§ **OBJECTIVE**: Print every line of the material below with no changes.
━━━ MATERIAL PROVIDED ━━━
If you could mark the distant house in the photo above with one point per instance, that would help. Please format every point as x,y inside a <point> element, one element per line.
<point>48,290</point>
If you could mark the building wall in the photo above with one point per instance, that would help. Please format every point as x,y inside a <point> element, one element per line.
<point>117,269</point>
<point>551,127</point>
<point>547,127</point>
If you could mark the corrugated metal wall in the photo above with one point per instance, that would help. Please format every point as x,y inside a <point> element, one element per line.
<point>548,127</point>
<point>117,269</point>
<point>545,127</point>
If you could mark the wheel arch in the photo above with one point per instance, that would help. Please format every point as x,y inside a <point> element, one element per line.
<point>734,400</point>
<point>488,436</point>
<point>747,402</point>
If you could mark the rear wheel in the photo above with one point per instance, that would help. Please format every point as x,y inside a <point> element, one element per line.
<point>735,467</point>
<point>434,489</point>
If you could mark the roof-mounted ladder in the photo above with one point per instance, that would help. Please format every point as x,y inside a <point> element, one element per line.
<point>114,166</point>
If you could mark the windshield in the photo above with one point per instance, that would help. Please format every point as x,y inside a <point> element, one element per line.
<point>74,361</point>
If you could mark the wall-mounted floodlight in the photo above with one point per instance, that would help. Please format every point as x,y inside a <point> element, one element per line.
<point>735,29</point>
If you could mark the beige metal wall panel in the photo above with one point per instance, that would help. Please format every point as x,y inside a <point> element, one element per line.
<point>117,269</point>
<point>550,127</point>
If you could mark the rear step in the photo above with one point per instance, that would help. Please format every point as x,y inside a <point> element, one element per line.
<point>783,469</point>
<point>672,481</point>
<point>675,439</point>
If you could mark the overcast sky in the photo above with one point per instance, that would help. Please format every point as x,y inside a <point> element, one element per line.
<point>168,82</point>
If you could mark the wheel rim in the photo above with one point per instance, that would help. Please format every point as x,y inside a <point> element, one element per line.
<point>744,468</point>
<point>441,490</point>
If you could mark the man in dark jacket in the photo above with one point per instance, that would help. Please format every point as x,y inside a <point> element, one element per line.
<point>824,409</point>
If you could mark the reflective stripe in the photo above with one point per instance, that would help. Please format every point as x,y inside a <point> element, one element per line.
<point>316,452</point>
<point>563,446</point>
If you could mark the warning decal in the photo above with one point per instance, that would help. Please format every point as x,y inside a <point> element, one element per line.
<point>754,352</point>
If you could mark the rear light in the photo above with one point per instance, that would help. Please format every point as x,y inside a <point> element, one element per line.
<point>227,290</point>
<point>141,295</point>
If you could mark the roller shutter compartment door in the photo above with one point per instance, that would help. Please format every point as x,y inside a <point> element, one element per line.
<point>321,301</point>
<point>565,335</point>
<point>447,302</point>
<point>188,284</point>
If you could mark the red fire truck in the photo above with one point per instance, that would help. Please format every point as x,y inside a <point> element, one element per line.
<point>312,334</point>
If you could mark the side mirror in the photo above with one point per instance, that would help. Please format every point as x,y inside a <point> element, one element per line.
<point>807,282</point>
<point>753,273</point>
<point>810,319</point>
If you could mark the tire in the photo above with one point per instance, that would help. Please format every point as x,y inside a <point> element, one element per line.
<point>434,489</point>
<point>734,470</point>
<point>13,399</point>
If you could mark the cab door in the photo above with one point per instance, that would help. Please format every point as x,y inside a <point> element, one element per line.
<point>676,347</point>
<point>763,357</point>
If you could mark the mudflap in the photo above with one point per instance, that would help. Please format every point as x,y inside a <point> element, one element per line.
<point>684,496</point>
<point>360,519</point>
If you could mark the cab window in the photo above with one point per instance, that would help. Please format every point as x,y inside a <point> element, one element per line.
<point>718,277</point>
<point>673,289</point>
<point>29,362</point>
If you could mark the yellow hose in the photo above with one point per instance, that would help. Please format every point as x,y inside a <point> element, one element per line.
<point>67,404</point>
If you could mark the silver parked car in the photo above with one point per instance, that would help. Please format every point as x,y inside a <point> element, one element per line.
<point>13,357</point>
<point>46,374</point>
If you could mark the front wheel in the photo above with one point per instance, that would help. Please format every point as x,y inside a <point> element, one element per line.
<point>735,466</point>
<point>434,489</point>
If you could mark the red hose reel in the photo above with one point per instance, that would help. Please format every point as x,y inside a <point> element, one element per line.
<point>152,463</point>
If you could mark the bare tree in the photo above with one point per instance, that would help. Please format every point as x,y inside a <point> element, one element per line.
━━━
§ **SOLVED PROBLEM**:
If you could mark the distant house in the photo above with one point per instance, that would help. Please format every point as x,y inside a <point> element, one element per line.
<point>48,290</point>
If you could mark the building wall in the photo above with one point per instance, that would help. Please format every point as x,y inside a <point> element, one element per line.
<point>117,269</point>
<point>551,127</point>
<point>547,127</point>
If you could mark the corrugated metal wall in the photo above with one point per instance, that would help. Please format every point as x,y inside a <point> element, one element per line.
<point>548,127</point>
<point>117,269</point>
<point>545,127</point>
If you could mark the wheel arch in the photo above with one point per instance, that would help. Please format every point as x,y inside a <point> element, one element per line.
<point>734,400</point>
<point>488,436</point>
<point>747,402</point>
If you could mark the rear wheel in the photo above with one point per instance, that would help. Please format every point as x,y inside a <point> element, one element per line.
<point>735,467</point>
<point>434,489</point>
If you could mark the roof-mounted ladder in the photo above with one point per instance, that would help. Please format every point as x,y inside a <point> element, one element per line.
<point>114,166</point>
If you could mark the windshield in the photo above with one point per instance, that would help. Please format every point as x,y inside a <point> element, one element per line.
<point>74,361</point>
If you could mark the wall-mounted floodlight in the photo above with one point per instance, that would help. Please format every point as x,y inside a <point> element, one element per line.
<point>735,29</point>
If you could mark the beige metal wall panel in the photo above with one point per instance, that would help. Please format every point as x,y inside a <point> element, one element per line.
<point>117,269</point>
<point>550,127</point>
If you could mark the rear step in the photo above with one point per instance, that would help. Please format every point as x,y inside a <point> element, one element per line.
<point>783,469</point>
<point>672,481</point>
<point>675,439</point>
If you could mark the overcast sky in the photo above with one point per instance, that would help. Please format every point as x,y inside a <point> element, one element per line.
<point>168,82</point>
If you could mark the wheel rim in the photo above with one point per instance, that would help. Please format every point as x,y inside a <point> element, one element per line.
<point>744,468</point>
<point>441,490</point>
If you could mark the man in dark jacket in the photo above with one point per instance, that would help. Please format every point as x,y inside a <point> element, one element per line.
<point>824,409</point>
If you could mark the reflective stripe in the photo above with one point per instance, that would help. Please format every point as x,y inside a <point> element, one element per line.
<point>316,452</point>
<point>563,446</point>
If you could mark the warning decal in the photo above with one point per instance, that would help. Please format every point as x,y inside a <point> element, one element per line.
<point>754,352</point>
If you could mark the rear light in the photo above with one point per instance, that would help. Please format every point as x,y inside a <point> element, one element per line.
<point>227,290</point>
<point>141,295</point>
If you could mark the roller shutter compartment door in the photo above with one point per instance, that would help. Please format every point as x,y inside a <point> element, one element per line.
<point>321,301</point>
<point>565,335</point>
<point>447,302</point>
<point>188,284</point>
If you could mark the red fire truck in the photo above with one point per instance, that would help. Please format every point as x,y inside a <point> element, one element per line.
<point>312,334</point>
If you could mark the side mirror in the photo above with one point per instance, that would help. Please format every point as x,y inside a <point> element, one element per line.
<point>807,282</point>
<point>753,273</point>
<point>810,319</point>
If you could mark the tire in the photo above with one point per instance, that would help. Please format every point as x,y inside a <point> element, one element per line.
<point>434,489</point>
<point>734,470</point>
<point>13,399</point>
If you could mark the cab door in the photo above with one point per instance, that would help. Please format every point as x,y inside a <point> element, one element per line.
<point>676,347</point>
<point>763,357</point>
If you could mark the mudflap in the photo above with one point per instance, that would help. Please format every point as x,y inside a <point> element, one element per line.
<point>684,496</point>
<point>360,519</point>
If you could mark the cab window in the photo above with one point per instance, that would help. Please format every point as x,y inside a <point> element, one element per line.
<point>718,277</point>
<point>673,289</point>
<point>29,362</point>
If you could mark the yellow hose in the photo above with one point per instance, that would help. Please format every point as x,y inside a <point> element, one element per line.
<point>67,404</point>
If you could mark the silver parked car in the photo above with one point per instance, that would help. Please format every point as x,y inside a <point> element, one element per line.
<point>13,357</point>
<point>46,374</point>
If you could mark the front wheel in the photo above with one point per instance, that would help. Please format every point as x,y inside a <point> element, one element per line.
<point>735,466</point>
<point>434,489</point>
If you could mark the red hose reel in the photo above with one point per instance, that would help. Please format every point as x,y inside a <point> element, one element per line.
<point>152,463</point>
If you could mark the bare tree in the photo above with one point per instance, that would help. Please format every point as x,y inside a <point> element, one element per line.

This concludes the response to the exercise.